▶ _What you need to do_
Reproduce the listing below precisely, leaving every line intact.

^^^^

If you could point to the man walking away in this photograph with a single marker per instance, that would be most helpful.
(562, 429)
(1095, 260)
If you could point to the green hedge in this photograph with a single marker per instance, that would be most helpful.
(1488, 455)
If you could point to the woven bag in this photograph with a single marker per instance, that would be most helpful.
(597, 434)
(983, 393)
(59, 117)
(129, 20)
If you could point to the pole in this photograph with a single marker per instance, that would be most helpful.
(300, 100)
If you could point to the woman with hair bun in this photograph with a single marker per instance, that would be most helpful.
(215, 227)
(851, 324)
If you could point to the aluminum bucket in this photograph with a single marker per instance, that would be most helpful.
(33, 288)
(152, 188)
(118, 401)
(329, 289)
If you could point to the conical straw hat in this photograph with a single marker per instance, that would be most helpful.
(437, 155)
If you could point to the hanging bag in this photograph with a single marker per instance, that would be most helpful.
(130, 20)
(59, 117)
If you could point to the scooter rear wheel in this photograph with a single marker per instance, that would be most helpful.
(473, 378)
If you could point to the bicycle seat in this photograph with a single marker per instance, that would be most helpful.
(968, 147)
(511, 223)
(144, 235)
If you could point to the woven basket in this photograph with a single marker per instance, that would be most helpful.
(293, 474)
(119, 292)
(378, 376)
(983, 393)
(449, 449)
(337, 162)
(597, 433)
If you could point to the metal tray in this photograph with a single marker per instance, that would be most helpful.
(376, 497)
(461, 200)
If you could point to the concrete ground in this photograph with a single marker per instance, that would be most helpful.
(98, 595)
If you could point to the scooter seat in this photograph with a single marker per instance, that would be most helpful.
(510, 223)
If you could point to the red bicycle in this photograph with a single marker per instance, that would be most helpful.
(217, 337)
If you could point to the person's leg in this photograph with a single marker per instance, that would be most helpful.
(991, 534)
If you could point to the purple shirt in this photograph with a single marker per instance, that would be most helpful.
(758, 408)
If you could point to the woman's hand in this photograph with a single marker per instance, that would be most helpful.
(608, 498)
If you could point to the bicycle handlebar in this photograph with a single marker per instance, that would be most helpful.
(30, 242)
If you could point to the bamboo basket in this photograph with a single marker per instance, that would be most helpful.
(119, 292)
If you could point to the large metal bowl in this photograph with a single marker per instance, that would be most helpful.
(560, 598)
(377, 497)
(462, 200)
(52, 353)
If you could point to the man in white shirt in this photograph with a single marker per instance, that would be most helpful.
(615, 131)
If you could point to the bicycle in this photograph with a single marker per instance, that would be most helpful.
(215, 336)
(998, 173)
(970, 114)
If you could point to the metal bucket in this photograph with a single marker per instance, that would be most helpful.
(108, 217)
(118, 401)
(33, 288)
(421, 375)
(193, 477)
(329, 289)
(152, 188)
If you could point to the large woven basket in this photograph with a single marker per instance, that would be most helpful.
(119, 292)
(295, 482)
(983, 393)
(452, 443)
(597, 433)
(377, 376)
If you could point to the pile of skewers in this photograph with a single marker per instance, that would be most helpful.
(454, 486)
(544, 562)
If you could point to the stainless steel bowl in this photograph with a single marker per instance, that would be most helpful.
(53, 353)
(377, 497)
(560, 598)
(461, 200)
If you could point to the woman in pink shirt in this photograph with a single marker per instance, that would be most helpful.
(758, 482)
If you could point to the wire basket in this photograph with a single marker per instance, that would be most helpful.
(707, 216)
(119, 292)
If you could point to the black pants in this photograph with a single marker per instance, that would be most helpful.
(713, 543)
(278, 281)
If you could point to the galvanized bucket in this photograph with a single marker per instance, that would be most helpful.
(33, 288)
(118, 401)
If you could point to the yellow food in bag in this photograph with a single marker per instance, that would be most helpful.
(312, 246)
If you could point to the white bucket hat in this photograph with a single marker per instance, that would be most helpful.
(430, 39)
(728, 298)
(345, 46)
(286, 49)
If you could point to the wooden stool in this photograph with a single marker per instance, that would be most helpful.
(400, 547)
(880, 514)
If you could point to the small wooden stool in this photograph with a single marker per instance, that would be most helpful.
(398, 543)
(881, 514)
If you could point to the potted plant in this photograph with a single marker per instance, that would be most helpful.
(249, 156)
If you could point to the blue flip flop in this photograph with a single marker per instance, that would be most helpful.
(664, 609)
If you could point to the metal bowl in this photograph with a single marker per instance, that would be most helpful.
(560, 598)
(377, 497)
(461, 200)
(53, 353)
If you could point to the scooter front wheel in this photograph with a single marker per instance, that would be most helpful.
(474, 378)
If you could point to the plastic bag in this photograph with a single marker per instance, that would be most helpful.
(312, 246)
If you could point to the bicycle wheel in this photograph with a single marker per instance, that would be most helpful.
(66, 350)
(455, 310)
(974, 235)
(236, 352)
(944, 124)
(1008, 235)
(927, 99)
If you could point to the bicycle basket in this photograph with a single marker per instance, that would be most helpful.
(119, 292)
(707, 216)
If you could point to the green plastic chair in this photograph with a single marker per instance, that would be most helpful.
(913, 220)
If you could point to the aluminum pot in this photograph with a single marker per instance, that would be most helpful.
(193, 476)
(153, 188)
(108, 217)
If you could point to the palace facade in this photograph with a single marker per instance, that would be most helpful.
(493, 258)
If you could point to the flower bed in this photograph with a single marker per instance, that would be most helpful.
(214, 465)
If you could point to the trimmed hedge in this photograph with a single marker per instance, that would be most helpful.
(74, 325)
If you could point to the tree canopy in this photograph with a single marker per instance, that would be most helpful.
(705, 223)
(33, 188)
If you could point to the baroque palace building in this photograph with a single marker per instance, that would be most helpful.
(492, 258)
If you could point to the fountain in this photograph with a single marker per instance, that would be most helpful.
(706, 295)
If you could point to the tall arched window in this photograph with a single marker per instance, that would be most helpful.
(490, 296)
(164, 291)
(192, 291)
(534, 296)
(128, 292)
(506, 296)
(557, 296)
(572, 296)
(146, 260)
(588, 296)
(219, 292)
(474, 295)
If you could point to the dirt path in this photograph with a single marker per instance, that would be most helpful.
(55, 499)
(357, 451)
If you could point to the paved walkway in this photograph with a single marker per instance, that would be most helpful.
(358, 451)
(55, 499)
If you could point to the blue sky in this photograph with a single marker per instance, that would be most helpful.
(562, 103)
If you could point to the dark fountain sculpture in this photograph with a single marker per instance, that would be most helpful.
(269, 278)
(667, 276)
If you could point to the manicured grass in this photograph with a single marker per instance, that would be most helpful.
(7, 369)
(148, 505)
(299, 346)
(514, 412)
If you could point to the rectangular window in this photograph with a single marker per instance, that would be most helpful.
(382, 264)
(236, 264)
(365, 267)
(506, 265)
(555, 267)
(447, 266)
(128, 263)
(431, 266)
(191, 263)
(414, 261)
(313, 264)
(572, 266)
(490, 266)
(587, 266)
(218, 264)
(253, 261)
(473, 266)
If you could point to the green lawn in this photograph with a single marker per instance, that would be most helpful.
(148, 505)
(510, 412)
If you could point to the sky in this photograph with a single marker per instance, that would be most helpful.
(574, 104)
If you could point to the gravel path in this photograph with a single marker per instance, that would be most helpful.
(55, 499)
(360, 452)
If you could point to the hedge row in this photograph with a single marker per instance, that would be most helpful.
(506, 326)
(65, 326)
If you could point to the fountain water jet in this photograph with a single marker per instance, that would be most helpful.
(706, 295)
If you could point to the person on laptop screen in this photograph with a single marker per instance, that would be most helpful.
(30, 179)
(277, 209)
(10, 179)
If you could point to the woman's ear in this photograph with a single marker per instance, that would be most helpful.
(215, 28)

^^^^

▶ _Your response_
If you could point to the man walking away in this photograph with a single marker per instance, that would be most helpful.
(562, 429)
(1095, 260)
If you could point to the green hedge in this photograph with a single marker per instance, that would be most helpful.
(1488, 455)
If you could point to the woven bag in this photograph with a single marker per instance, that would be most helpful.
(597, 434)
(983, 393)
(59, 117)
(129, 20)
If you could point to the pole in this photograph with a single marker per instance, that would be most helpful.
(300, 100)
If you could point to the woman with hair bun in this photograph with a single marker per instance, that would be most helpful.
(215, 227)
(851, 324)
If you could point to the aluminum bucket in this photograph with a single marker per instance, that would be most helpful.
(33, 288)
(152, 188)
(118, 401)
(329, 289)
If you could point to the conical straw hat in this photograph with a single marker per instance, that would be most helpful.
(437, 155)
If you could point to the hanging bag in this photograph with a single marker per instance, that would be most helpful.
(130, 20)
(59, 117)
If you could point to the scooter rear wheel in this photograph with a single marker per instance, that would be most helpful.
(473, 378)
If you could point to the bicycle seat in this photograph with a single marker per instance, that would be most helpful.
(968, 147)
(511, 223)
(144, 235)
If you could point to the woven basket in this photograph with a single marker per instance, that would be most helpful.
(293, 474)
(119, 292)
(378, 376)
(983, 393)
(449, 449)
(337, 162)
(597, 433)
If you could point to the metal tray in this photograph with a single marker per instance, that would be most helpful.
(376, 497)
(461, 200)
If you could point to the concrete ground in this photograph with a single marker per instance, that would be most helpful.
(98, 595)
If you could point to the scooter seat in this photograph with a single marker per instance, that would be most helpful.
(510, 223)
If you could point to the red bicycle in this photograph with a single marker per instance, that would be most helpful.
(217, 337)
If you could point to the person's leg in this photograph with a single marker per instance, that would be most helpful.
(991, 534)
If you could point to the purple shirt in this photograph with a single marker per instance, that would be most helpful.
(758, 408)
If you could point to the woman's hand in this photograph with a single marker per instance, that would be most helpful.
(608, 498)
If you could point to the bicycle handlebar in this photograph with a single marker per instance, that would be most helpful.
(30, 242)
If you could point to the bamboo basket in this photograph with a single marker per instance, that would be most helpful.
(119, 292)
If you could point to the large metal bowl in this photograph with a single marker per instance, that would be most helpful.
(560, 598)
(377, 497)
(462, 200)
(52, 353)
If you could point to the man in white shirt in this photograph with a single marker per instance, that would be most helpful.
(615, 131)
If you could point to the bicycle in this photograph with a single marker per instance, that would be most helpful.
(215, 336)
(998, 173)
(970, 114)
If you could point to the metal bucket in this photograph with a single marker per instance, that would be most helpful.
(108, 217)
(118, 401)
(33, 288)
(421, 375)
(193, 477)
(329, 289)
(152, 188)
If you could point to the large woven basket in this photograph with a single marker per instance, that would be most helpful.
(119, 292)
(295, 482)
(983, 393)
(452, 443)
(597, 433)
(377, 376)
If you could point to the pile of skewers in this photograph with a single marker per instance, that would be most helpful.
(454, 486)
(544, 562)
If you could point to the stainless steel bowl in this photograph with a single marker per instance, that would be most helpful.
(53, 353)
(377, 497)
(560, 598)
(461, 200)
If you could point to the woman in pink shirt in this photograph with a single marker per instance, that would be most helpful.
(758, 482)
If you could point to the wire basket in this photograph with a single marker per instance, that would be most helpful.
(707, 216)
(119, 292)
If you could point to the black pants in this photograph with a single marker per instance, that would be most helpful.
(713, 543)
(278, 281)
If you could point to the galvanized bucket in this photograph with a single marker per instance, that would be most helpful.
(33, 288)
(118, 401)
If you could point to the yellow food in bag in this photograph with a single marker per instance, that would be most helpful.
(312, 246)
If you could point to the white bucket hat in this photograph with a single marker per instance, that would be most helpful.
(430, 39)
(728, 298)
(345, 46)
(286, 49)
If you could point to the wooden stool in this photograph with a single marker per instance, that would be most helpful.
(400, 547)
(880, 514)
If you could point to the small wooden stool in this photograph with a single marker per instance, that would be most helpful.
(398, 543)
(881, 514)
If you could point to the potted plant in this photograph with a single marker per instance, that would be most helpful.
(249, 156)
If you could point to the blue flip flop in this photograph with a single marker per instance, that would be most helpful.
(664, 609)
If you could point to the metal bowl in this photograph with a single marker per instance, that would be most helpful.
(560, 598)
(377, 497)
(461, 200)
(53, 353)
If you could point to the scooter front wheel in this photograph with a single marker per instance, that would be most helpful.
(474, 378)
If you could point to the plastic bag in this photograph with a single marker per instance, that would be most helpful.
(312, 246)
If you could point to the bicycle wheel in this photograph with a single marker per instance, that would be most helpful.
(66, 350)
(455, 310)
(974, 235)
(236, 352)
(944, 124)
(1008, 235)
(927, 99)
If you could point to the bicycle basket in this photograph with a single marker per instance, that would be most helpful.
(119, 292)
(707, 216)
If you could point to the green plastic chair in this photograph with a single marker per instance, that would be most helpful.
(913, 220)
If you could point to the aluminum pot in this photograph with a single marker per instance, that would be most helpful.
(193, 476)
(153, 188)
(108, 217)
If you could point to the palace facade in this photograph with a single marker per instance, that would be most helpful.
(493, 258)
If you could point to the flower bed in this photograph with a single marker per instance, that would be most helpful.
(214, 465)
If you could point to the trimmed hedge in this photograph with a single marker per instance, that would be most helpful.
(74, 325)
If you could point to the tree canopy in this photograph with a single marker per instance, that would be most helpful.
(705, 223)
(33, 188)
If you could point to the baroque palace building in this photograph with a single marker per instance, that would be most helpful.
(492, 258)
If you could point to the fountain in this photograph with a single marker per instance, that would be most helpful.
(706, 295)
If you could point to the tall arched window in this photograph with a single marker per instance, that would be most helpful.
(490, 296)
(164, 291)
(192, 291)
(534, 296)
(128, 292)
(506, 296)
(557, 296)
(572, 296)
(146, 260)
(588, 296)
(219, 292)
(474, 295)
If you could point to the dirt path in this photograph with a single marker per instance, that would be most helpful.
(55, 499)
(357, 451)
If you could point to the paved walkway in this photograph with a single marker per instance, that would be most helpful.
(358, 451)
(55, 499)
If you could point to the blue sky in this photograph with a single marker per instance, that would be most helpful.
(562, 103)
If you could point to the dark fountain sculpture in this photograph with a single marker per instance, that would be most helpful.
(269, 278)
(667, 276)
If you could point to the manicured grass in this photograph with a single marker per instance, that would be most helpful.
(7, 369)
(148, 505)
(299, 346)
(514, 412)
If you could point to the rectangular window in this photograph with a single marker per instance, that would be most helpful.
(382, 264)
(236, 264)
(365, 267)
(506, 265)
(555, 267)
(447, 266)
(128, 263)
(431, 266)
(191, 263)
(414, 261)
(313, 264)
(572, 266)
(490, 266)
(587, 266)
(218, 264)
(253, 261)
(473, 266)
If you could point to the green lawn in this photograph with a single marker per instance, that would be most helpful.
(148, 505)
(510, 412)
If you could point to the sky in this photograph with a single marker per instance, that would be most helpful.
(574, 104)
If you could point to the gravel path in this photograph with a single marker per instance, that would be most helpful.
(55, 499)
(360, 452)
If you could point to the hedge row in this photograph with a single marker per instance, that would be most helpful.
(506, 326)
(65, 326)
If you could point to the fountain water jet in this photograph with a single marker per instance, that would be most helpful.
(706, 295)
If you could point to the person on laptop screen in this photograph with a single marker per instance, that would be most helpful.
(30, 179)
(277, 209)
(10, 179)
If you could point to the woman's ear in this photograph with a single marker per instance, that would be most helpful.
(215, 28)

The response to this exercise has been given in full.